Extracted material section start
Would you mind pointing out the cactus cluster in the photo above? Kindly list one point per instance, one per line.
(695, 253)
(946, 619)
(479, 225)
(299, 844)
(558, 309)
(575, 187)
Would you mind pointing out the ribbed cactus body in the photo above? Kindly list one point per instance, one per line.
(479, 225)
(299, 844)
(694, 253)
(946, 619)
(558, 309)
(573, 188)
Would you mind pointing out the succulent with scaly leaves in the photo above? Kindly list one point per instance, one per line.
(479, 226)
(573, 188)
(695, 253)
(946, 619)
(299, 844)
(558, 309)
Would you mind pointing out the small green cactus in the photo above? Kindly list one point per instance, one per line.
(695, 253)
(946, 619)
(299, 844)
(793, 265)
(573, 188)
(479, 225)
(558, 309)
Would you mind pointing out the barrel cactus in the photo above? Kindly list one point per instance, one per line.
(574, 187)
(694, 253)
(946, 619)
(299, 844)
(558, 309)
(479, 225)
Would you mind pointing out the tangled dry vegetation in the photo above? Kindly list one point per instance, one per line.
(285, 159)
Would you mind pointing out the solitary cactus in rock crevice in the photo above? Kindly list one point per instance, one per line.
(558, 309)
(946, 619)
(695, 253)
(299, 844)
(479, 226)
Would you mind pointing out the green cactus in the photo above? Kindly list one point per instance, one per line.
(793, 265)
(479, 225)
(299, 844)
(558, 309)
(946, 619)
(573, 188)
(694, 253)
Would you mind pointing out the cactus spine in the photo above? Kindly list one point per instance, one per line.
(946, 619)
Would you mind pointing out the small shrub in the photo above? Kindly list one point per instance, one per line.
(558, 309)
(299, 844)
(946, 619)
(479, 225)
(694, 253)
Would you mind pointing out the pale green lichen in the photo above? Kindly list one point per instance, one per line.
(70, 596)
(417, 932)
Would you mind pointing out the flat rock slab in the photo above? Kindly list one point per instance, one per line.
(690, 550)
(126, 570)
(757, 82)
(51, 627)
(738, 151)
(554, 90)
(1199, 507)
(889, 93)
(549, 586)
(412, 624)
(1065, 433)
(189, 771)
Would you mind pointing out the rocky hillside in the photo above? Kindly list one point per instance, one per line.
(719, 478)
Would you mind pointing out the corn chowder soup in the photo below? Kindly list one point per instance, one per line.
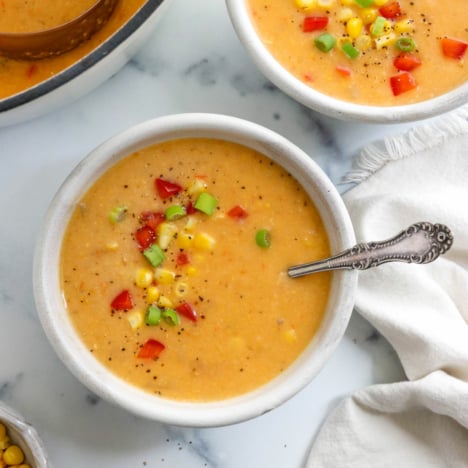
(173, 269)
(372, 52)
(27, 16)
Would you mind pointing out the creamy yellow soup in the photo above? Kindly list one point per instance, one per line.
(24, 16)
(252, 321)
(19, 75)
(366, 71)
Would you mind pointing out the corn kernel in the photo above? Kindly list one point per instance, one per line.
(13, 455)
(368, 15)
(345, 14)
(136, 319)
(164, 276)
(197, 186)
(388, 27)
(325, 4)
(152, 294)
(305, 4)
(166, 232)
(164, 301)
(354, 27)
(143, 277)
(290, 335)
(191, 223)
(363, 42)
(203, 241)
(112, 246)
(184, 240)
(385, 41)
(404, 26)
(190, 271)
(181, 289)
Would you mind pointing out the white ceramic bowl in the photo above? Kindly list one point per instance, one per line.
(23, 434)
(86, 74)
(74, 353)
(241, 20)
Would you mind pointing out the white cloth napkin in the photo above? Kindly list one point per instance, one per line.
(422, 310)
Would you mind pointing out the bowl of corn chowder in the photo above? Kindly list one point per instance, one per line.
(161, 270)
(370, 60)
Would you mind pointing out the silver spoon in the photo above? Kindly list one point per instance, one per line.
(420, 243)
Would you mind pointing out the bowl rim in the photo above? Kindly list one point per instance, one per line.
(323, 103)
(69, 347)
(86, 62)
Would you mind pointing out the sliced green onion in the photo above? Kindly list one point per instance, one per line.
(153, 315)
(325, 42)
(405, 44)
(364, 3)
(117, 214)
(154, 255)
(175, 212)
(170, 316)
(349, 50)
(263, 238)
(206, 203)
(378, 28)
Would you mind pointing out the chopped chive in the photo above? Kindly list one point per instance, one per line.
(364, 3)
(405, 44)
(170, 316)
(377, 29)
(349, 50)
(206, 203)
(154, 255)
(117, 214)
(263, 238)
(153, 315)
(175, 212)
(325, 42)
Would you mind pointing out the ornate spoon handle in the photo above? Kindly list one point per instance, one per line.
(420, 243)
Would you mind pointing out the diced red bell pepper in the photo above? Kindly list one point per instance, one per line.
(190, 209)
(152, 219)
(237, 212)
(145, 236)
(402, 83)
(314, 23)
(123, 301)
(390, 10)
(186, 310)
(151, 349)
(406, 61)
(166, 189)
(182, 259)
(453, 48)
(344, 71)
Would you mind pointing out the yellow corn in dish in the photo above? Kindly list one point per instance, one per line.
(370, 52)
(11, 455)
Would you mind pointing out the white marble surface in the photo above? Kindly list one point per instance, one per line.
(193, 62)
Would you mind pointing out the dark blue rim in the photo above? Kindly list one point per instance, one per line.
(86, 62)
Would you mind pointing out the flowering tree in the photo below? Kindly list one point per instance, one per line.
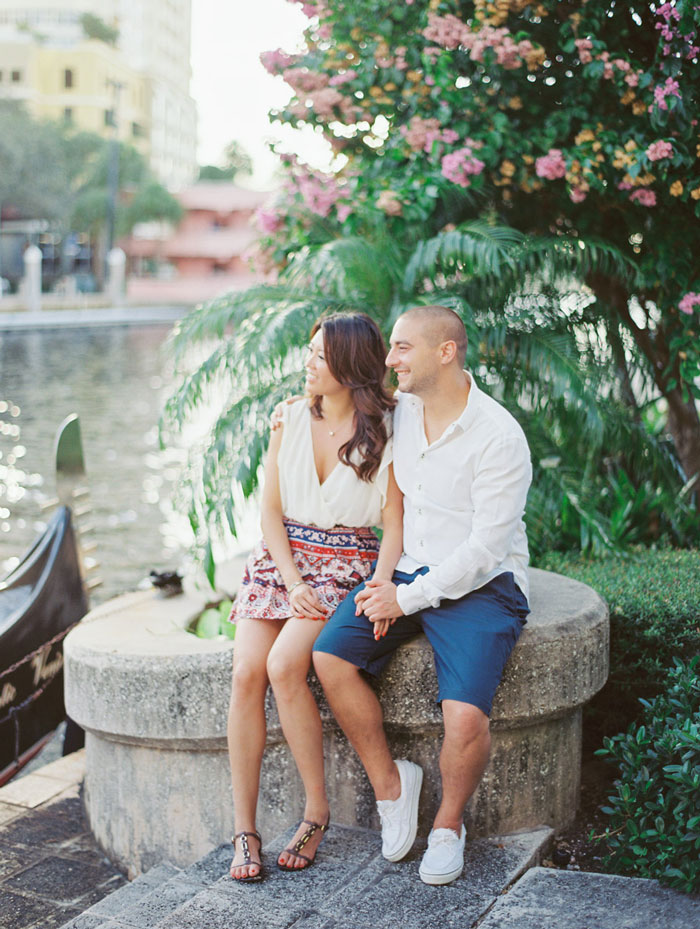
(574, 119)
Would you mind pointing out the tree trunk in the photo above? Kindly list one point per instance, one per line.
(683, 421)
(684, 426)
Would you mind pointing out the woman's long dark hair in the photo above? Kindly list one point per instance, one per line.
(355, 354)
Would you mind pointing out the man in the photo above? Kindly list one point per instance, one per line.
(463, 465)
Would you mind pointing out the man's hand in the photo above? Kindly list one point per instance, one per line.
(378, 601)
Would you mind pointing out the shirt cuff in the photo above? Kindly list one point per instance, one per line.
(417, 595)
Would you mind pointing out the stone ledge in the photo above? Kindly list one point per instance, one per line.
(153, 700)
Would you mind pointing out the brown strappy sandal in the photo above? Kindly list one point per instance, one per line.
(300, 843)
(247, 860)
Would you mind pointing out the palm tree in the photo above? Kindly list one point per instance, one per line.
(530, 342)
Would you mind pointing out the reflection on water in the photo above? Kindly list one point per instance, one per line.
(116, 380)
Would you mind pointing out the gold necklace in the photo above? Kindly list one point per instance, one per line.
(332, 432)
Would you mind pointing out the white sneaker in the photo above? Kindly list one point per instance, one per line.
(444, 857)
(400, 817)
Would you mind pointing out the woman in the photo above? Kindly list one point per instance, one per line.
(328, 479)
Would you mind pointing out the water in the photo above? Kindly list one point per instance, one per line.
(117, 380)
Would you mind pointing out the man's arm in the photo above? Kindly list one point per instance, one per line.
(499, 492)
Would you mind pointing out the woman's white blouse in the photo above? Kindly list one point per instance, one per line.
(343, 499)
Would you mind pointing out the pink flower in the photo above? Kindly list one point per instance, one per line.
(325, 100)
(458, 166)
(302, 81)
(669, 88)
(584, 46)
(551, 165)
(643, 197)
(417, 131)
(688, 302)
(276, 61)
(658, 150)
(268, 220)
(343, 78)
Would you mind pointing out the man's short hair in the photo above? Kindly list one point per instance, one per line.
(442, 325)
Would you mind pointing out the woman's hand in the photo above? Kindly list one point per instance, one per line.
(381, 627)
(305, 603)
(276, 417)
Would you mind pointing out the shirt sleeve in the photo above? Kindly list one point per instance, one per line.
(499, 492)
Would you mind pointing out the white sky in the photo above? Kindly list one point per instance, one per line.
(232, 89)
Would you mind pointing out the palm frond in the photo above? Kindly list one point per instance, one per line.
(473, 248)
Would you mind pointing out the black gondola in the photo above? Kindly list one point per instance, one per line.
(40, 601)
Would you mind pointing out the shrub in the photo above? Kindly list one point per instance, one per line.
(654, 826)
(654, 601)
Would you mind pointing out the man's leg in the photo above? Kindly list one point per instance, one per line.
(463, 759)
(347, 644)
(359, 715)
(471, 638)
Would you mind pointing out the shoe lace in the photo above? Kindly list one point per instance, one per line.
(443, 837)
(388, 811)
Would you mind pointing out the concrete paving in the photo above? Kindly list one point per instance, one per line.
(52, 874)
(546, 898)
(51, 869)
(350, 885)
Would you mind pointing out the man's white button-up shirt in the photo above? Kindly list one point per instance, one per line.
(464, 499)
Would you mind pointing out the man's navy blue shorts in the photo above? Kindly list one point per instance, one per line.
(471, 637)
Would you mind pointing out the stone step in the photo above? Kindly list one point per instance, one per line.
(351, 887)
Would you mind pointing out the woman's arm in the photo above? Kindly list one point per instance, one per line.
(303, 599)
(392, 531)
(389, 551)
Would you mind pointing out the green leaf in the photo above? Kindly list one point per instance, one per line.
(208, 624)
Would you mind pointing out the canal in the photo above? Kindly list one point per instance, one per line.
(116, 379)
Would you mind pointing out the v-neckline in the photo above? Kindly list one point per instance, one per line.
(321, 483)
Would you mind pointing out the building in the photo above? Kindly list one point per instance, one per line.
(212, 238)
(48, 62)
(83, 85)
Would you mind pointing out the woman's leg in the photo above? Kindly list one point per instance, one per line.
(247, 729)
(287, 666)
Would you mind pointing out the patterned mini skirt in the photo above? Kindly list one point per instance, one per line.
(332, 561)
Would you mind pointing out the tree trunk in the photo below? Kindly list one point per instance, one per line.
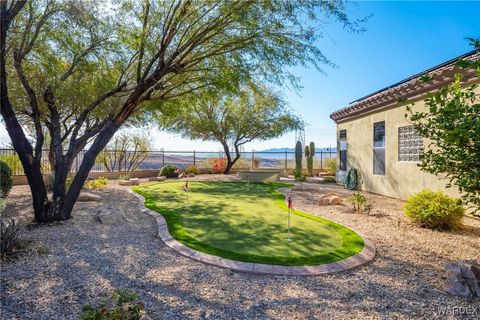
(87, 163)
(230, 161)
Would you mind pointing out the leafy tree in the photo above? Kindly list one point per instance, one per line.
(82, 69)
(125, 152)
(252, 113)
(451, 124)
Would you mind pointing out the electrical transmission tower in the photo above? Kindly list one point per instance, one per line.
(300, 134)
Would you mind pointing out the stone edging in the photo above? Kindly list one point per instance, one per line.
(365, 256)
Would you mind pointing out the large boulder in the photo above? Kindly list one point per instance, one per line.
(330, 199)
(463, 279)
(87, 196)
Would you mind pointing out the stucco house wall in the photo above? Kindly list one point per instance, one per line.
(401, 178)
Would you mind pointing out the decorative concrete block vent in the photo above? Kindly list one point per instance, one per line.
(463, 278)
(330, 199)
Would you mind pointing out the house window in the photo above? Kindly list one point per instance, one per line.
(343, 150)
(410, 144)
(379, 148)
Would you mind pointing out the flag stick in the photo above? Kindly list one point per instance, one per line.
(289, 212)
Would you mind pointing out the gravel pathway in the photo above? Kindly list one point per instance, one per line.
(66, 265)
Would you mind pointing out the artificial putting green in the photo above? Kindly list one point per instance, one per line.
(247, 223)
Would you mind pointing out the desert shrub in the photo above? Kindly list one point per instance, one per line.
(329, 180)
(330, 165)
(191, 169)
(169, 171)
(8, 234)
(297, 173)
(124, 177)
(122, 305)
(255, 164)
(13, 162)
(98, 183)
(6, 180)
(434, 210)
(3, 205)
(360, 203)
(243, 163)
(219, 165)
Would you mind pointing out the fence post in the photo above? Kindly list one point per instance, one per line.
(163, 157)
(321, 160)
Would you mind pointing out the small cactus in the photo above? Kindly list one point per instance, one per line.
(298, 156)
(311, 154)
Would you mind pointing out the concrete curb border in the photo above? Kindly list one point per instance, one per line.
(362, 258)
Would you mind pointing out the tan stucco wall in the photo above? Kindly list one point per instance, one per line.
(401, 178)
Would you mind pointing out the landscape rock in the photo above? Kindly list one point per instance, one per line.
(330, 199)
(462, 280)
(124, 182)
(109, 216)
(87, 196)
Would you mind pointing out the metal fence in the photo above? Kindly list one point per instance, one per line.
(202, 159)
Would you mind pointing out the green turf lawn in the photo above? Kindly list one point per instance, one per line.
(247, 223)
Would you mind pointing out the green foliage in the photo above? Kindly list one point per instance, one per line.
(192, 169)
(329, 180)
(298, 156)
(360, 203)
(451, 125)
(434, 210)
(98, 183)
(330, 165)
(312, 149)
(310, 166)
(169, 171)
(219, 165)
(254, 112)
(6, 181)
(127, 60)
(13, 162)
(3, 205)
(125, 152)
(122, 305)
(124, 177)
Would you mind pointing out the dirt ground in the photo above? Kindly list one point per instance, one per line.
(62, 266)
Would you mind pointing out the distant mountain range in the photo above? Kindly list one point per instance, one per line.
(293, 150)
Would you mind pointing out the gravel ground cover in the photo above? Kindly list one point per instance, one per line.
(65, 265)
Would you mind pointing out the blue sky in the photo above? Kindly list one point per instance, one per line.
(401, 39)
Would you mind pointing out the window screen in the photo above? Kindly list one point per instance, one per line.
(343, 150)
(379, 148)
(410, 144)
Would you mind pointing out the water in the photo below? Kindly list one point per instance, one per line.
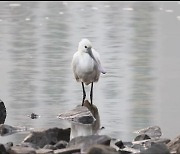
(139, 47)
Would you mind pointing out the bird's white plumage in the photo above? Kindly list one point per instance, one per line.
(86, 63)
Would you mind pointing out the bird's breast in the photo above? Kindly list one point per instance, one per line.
Extracted material section end
**Exercise aim**
Set down exactly the lines that begin with the one containing "Would you mind pointing out the bird's white" and end with the last line above, and no others.

**Answer space**
Would you mind pointing out the bird's white plumage in the photo above? Kindly list one point per instance, one per line.
(86, 63)
Would you mind pointing out the bird's breast in the photo above? Kindly list one point per instance, one per line.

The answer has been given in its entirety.